* Extracted text

--- start ---

Andy Suderman 00:30:28 And that will also trigger those other two projects to do their work. So essentially the end result of these three products together is that when I create a service in Kubernetes, I write all about 20 lines of YAML to define an ingress object that says this is the host’s name that I want, this is the pod that’s servicing that service. And what you’ll get out of the box is a route through a load balancer to that a DNS name and a certificate to go with it. So it automates all of that extra stuff around deploying a service and making it publicly available that you wouldn’t have had out of the box.
Robert Blumen 00:31:04 I want to drill down into some of the components of that response. Let’s start with DNS. You could either have an A record or a C name, which is an alias to another DNS. What does the DNS point at, because all of your Kubernetes is inside of VPC and it has its own networking. So is that where the load balancer comes in?
Andy Suderman 00:31:28 Yeah, you have to couple that question with the ingress controller or with a little bit of knowledge of Kubernetes services. So a Kubernetes service is another API object that you create and if you create it in a certain way, if you give it a certain type, it will have a different external endpoint or it won’t have an external endpoint at all. So we’ll take the simplest external use case where you say I want a service of type load balancer. Well that will trigger Kubernetes to create a load balancer in a public subnet that’s accessible and then essentially attach that load balancer to your pod. And I don’t know how complex we wanna get with the mechanism on how that works, but essentially what it does, it creates a load balancer that routes traffic to your pod and then external DNS if you’re in AWS will create a C name to that load balancer name in your DNS provider of choice. Now often that’ll be route 53 if you’re in AWS, but you could also use CloudFlare. You could also use one of many other DNS providers.
Robert Blumen 00:32:29 And who or what is creating that DNS entry? Is that done as part of the orchestration when you request the load balancer service?
Andy Suderman 00:32:38 No, so that’s actually the separate project external DNS. So that’s actually a thing that you would install in your cluster and it runs as a service and it watches for these objects to get created. So it’ll watch for a service that has an annotation that says, Hey, I need a DNS name. And it’ll say, okay, I see this service, it’s got a load balancer attached. That information as in the status of the actual service in Kubernetes. And so it sees that and along with its configuration to say this is my DNS provider, it’ll go to the DNS provider and say, okay, I’m gonna put in this DNS name with this C name. And then it also uses a text record to keep track of which records it has created. So there’s a little bit of safety mechanism built in there too.
Robert Blumen 00:33:20 Got it. So external DNS is a Kubernetes service and it uses the Kubernetes watch mechanism to be aware of when it needs to either spin up or tear down records in the cloud provider DNS or whichever DNS you use. Now that leads into a side question which I was gonna ask, but your Kubernetes service is able to use certain of the cloud service provider APIs. We’ve talked about requesting a load balancer service modifying DNS cloud service providers have very fine-grained permission models of who exactly can do what. So is there a step when you’re bootstrapping the Kubernetes cluster where you have to decide what permissions the cluster has and do those permissions then get delegated to specific services that run within the cluster?

--- end ---

* Entries for pointing and labeling
--- start ---

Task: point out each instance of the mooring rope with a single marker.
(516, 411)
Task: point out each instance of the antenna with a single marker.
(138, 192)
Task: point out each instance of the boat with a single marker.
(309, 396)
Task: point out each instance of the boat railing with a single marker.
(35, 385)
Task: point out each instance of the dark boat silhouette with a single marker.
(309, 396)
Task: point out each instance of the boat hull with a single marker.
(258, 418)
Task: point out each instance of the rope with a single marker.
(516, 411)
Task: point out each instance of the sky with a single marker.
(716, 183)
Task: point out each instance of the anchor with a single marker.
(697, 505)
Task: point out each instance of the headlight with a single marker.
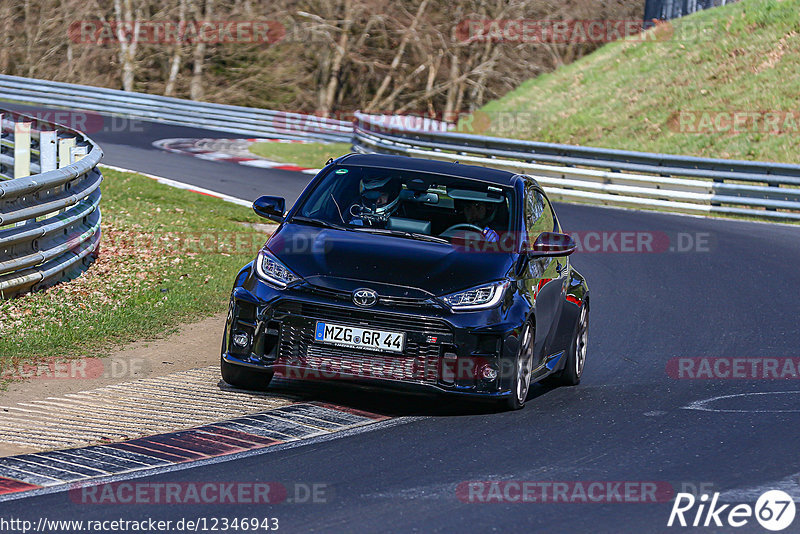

--- end ---

Write the next part of the Kubernetes interview transcript, picking up after its last line. The listing is separate material, apart from the interview transcript.

* Reply to the exercise
Andy Suderman 00:34:10 Yes, there’s definitely, there’s multiple mechanisms by which you can do IAM mappings or permissions mappings to Kubernetes services. The most common one that’s in use now, well let’s just say back in the day originally we would give permissions just to the nodes themselves. Now this is a little bit of a security problem because if the whole node has the permissions to act on the cloud provider, then any pod running on that node, regardless of whether it needs it or not, has those permissions. So in the last three or four years we’ve moved to what I refer to as workload identity. Different cloud providers have different names for it. So in GKE, it’s actually, I just forgot the name for GKA. In AWS, it’s IRSA, which is IAM roles for service accounts. And so what you do is you create an IAM role that has a certain set of permissions and then you say this service account in Kubernetes is allowed to assume that role.
Andy Suderman 00:35:07 And then you tell the individual service, hey, this is the role that you should use to do cloud provider actions. So the end result is each pod that is running as part of the external DNS service can only assume the role that we’ve given it for external DNS, which means now through AWS’ IAM, I can give it as many or as few permissions as I want. If I only want it to be able to modify a single specific DNS zone, I can restrict it to that. And so you have that fine level of control that you have at the cloud provider level all the way down to the individual pod level in Kubernetes.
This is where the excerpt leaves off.